▶ _WHAT IS EXPECTED_: Edit the material below so that "innermost" becomes "central" throughout, and leave every other part unchanged.

[Pointing records]
>>>>>

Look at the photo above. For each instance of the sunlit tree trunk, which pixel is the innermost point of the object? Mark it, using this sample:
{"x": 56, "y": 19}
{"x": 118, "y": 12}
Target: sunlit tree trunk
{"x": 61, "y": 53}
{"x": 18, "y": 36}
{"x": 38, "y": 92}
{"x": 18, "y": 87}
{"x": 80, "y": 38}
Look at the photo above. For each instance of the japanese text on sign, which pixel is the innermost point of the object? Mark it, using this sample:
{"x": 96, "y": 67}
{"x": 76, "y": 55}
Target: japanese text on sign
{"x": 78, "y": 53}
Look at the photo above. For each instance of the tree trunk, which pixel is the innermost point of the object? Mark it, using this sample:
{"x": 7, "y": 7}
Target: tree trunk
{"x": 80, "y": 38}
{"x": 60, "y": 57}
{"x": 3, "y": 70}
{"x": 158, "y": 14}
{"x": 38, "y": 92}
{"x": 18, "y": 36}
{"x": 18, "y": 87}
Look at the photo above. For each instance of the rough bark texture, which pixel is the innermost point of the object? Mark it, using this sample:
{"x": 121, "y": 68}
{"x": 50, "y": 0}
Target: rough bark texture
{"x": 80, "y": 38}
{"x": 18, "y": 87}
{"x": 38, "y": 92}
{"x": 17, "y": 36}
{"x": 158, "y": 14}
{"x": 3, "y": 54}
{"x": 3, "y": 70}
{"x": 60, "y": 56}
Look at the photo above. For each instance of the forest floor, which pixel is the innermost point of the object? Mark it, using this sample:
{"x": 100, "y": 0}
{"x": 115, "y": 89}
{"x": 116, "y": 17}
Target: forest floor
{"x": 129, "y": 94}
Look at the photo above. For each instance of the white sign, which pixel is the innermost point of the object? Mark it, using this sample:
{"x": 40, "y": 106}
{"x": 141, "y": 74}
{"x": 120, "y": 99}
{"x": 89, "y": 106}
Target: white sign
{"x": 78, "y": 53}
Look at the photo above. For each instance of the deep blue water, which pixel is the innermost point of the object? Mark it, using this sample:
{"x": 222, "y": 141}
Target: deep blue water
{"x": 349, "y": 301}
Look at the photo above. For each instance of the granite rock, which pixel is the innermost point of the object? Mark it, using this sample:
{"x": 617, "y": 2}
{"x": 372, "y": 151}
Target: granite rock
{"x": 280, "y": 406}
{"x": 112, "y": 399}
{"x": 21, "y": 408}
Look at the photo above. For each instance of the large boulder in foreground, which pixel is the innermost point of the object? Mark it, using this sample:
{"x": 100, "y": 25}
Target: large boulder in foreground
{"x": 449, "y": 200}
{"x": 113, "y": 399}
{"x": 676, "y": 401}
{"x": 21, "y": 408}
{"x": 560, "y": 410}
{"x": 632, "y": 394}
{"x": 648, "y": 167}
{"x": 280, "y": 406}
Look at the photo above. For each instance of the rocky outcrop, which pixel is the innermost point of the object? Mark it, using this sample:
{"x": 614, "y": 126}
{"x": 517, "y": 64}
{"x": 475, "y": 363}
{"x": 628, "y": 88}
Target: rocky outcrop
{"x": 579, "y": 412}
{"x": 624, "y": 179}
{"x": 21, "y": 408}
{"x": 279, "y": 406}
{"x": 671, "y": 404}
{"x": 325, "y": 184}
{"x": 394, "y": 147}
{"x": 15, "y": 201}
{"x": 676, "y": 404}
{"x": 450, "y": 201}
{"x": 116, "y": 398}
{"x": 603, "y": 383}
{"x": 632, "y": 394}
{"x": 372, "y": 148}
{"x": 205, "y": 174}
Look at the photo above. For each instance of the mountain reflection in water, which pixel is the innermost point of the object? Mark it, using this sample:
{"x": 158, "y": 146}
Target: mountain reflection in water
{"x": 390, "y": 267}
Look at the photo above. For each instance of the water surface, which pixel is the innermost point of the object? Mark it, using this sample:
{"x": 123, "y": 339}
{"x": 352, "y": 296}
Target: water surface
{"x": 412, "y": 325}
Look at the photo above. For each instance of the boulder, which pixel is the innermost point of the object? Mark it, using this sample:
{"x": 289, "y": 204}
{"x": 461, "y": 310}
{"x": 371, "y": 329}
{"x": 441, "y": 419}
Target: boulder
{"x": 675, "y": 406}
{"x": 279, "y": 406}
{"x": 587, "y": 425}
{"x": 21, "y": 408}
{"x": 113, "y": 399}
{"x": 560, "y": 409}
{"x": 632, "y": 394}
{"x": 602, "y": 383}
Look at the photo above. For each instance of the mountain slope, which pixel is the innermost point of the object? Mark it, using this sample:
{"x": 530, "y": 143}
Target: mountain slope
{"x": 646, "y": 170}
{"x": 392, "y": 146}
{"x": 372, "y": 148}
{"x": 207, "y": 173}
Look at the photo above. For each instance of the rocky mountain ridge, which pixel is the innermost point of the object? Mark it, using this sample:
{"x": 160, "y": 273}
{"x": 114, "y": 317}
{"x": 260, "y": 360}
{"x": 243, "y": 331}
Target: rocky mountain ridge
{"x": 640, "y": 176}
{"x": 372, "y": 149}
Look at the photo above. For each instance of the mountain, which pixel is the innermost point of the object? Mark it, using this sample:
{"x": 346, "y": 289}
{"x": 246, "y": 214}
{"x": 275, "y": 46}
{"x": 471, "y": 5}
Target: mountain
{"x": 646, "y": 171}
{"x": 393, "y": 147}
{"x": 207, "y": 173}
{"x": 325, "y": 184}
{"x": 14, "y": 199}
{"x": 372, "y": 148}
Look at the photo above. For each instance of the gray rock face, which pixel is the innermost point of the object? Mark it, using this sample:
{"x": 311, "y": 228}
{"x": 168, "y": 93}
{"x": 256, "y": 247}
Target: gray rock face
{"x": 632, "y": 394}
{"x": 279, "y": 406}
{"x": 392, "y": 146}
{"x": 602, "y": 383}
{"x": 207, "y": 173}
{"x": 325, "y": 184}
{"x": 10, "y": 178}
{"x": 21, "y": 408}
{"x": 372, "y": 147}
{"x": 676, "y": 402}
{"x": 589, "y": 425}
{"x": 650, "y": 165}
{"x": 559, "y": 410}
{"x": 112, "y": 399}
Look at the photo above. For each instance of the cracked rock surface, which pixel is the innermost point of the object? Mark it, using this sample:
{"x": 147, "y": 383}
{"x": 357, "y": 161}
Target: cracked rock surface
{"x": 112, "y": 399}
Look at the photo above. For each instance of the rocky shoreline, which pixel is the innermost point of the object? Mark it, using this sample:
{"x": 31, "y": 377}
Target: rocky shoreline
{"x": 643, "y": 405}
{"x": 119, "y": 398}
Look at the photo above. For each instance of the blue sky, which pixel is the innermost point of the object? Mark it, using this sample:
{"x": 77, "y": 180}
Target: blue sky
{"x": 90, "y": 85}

<<<<<

▶ _EXERCISE RESPONSE_:
Look at the photo above. For each instance of the sunlit tree trunk, which pixel is the central point of the object? Mark it, using this sample:
{"x": 56, "y": 19}
{"x": 118, "y": 12}
Target: sunlit tree trunk
{"x": 61, "y": 53}
{"x": 18, "y": 36}
{"x": 38, "y": 92}
{"x": 18, "y": 87}
{"x": 80, "y": 38}
Look at the photo above. For each instance of the japanese text on sign, which pixel is the central point of the object? Mark it, using this sample:
{"x": 96, "y": 67}
{"x": 76, "y": 55}
Target: japanese text on sign
{"x": 78, "y": 53}
Look at the photo above. For each instance of the tree trunk, which pixel is the central point of the object? Mark it, using this sample:
{"x": 7, "y": 7}
Target: tree trunk
{"x": 80, "y": 38}
{"x": 60, "y": 57}
{"x": 3, "y": 70}
{"x": 158, "y": 14}
{"x": 38, "y": 92}
{"x": 18, "y": 36}
{"x": 18, "y": 87}
Look at the photo above. For each instance of the rough bark texture, which pixel is the central point of the object? Mark it, using this sample:
{"x": 121, "y": 68}
{"x": 50, "y": 0}
Target: rough bark texture
{"x": 80, "y": 38}
{"x": 18, "y": 87}
{"x": 38, "y": 92}
{"x": 17, "y": 36}
{"x": 158, "y": 14}
{"x": 3, "y": 54}
{"x": 3, "y": 70}
{"x": 60, "y": 56}
Look at the photo above. For each instance of the forest floor, which pixel is the central point of the object? Mark it, using this sample:
{"x": 100, "y": 0}
{"x": 115, "y": 89}
{"x": 116, "y": 17}
Target: forest floor
{"x": 129, "y": 94}
Look at the photo above. For each instance of the white sign, which pixel is the central point of the object? Mark it, using this sample:
{"x": 40, "y": 106}
{"x": 141, "y": 74}
{"x": 120, "y": 99}
{"x": 89, "y": 106}
Target: white sign
{"x": 78, "y": 53}
Look at the photo above. For each instance of the deep blue water, which pixel is the central point of the object? Mark it, using this sample:
{"x": 222, "y": 141}
Target: deep blue water
{"x": 349, "y": 301}
Look at the photo above. For each instance of the granite rock, which pixel is the central point of the object? Mark it, using this sample:
{"x": 617, "y": 2}
{"x": 372, "y": 151}
Target: granite rock
{"x": 280, "y": 406}
{"x": 112, "y": 399}
{"x": 21, "y": 408}
Look at the photo above. For each instance of the large boulder in foreground, which pixel is the central point of the object? Mark it, using this sample:
{"x": 100, "y": 25}
Target: large boulder in foreground
{"x": 449, "y": 200}
{"x": 113, "y": 399}
{"x": 676, "y": 401}
{"x": 21, "y": 408}
{"x": 560, "y": 410}
{"x": 632, "y": 394}
{"x": 648, "y": 167}
{"x": 280, "y": 406}
Look at the photo above. For each instance of the rocky outcrop, which pixel is the central point of the object? Mark it, using this sample:
{"x": 614, "y": 126}
{"x": 517, "y": 64}
{"x": 475, "y": 363}
{"x": 628, "y": 88}
Target: rocky outcrop
{"x": 579, "y": 412}
{"x": 624, "y": 179}
{"x": 21, "y": 408}
{"x": 279, "y": 406}
{"x": 671, "y": 404}
{"x": 325, "y": 184}
{"x": 394, "y": 147}
{"x": 15, "y": 201}
{"x": 676, "y": 404}
{"x": 450, "y": 201}
{"x": 116, "y": 398}
{"x": 603, "y": 383}
{"x": 632, "y": 394}
{"x": 372, "y": 148}
{"x": 205, "y": 174}
Look at the photo above. For each instance of the mountain reflection in water, which pixel is the central point of the object? Mark it, using this sample:
{"x": 158, "y": 146}
Target: mountain reflection in water
{"x": 390, "y": 267}
Look at the photo above. For each instance of the water surface, which pixel is the central point of the object? Mark it, using this sample:
{"x": 123, "y": 339}
{"x": 352, "y": 296}
Target: water surface
{"x": 412, "y": 325}
Look at the photo above. For each instance of the boulder, which pixel is the central point of the object? Mark it, using this sample:
{"x": 289, "y": 204}
{"x": 461, "y": 310}
{"x": 371, "y": 329}
{"x": 441, "y": 419}
Target: boulder
{"x": 675, "y": 406}
{"x": 279, "y": 406}
{"x": 587, "y": 425}
{"x": 21, "y": 408}
{"x": 113, "y": 399}
{"x": 560, "y": 409}
{"x": 632, "y": 394}
{"x": 602, "y": 383}
Look at the photo above. For each instance of the mountain slope, which pixel is the central point of the object? Mark it, using this sample:
{"x": 530, "y": 143}
Target: mountain slope
{"x": 646, "y": 170}
{"x": 392, "y": 146}
{"x": 372, "y": 148}
{"x": 207, "y": 173}
Look at the photo above. For each instance of the rocky mountain ridge, which pixel is the central point of the object? Mark it, using this sample:
{"x": 160, "y": 273}
{"x": 114, "y": 317}
{"x": 260, "y": 360}
{"x": 243, "y": 331}
Target: rocky mountain ridge
{"x": 640, "y": 176}
{"x": 372, "y": 149}
Look at the photo above. For each instance of the mountain, which pixel is the central point of the object? Mark it, using this sample:
{"x": 346, "y": 289}
{"x": 246, "y": 214}
{"x": 275, "y": 46}
{"x": 471, "y": 5}
Target: mountain
{"x": 646, "y": 171}
{"x": 393, "y": 147}
{"x": 207, "y": 173}
{"x": 325, "y": 184}
{"x": 14, "y": 199}
{"x": 372, "y": 148}
Look at the photo above. For each instance of the gray rock face, which pixel is the central point of the object? Mark it, using this sample:
{"x": 311, "y": 228}
{"x": 168, "y": 93}
{"x": 256, "y": 247}
Target: gray rock face
{"x": 632, "y": 394}
{"x": 279, "y": 406}
{"x": 392, "y": 146}
{"x": 602, "y": 383}
{"x": 207, "y": 173}
{"x": 325, "y": 184}
{"x": 10, "y": 178}
{"x": 21, "y": 408}
{"x": 372, "y": 147}
{"x": 676, "y": 402}
{"x": 589, "y": 425}
{"x": 650, "y": 165}
{"x": 559, "y": 410}
{"x": 112, "y": 399}
Look at the photo above. For each instance of the cracked rock surface, which pixel is the central point of the object? Mark it, using this sample:
{"x": 147, "y": 383}
{"x": 357, "y": 161}
Target: cracked rock surface
{"x": 112, "y": 399}
Look at the photo above. For each instance of the rocky shoreline, which pixel is the central point of the object? Mark it, using this sample:
{"x": 31, "y": 377}
Target: rocky shoreline
{"x": 643, "y": 405}
{"x": 119, "y": 398}
Look at the photo above. For each instance of the blue sky, which pixel is the central point of the object? Mark it, using this sample:
{"x": 77, "y": 180}
Target: blue sky
{"x": 90, "y": 85}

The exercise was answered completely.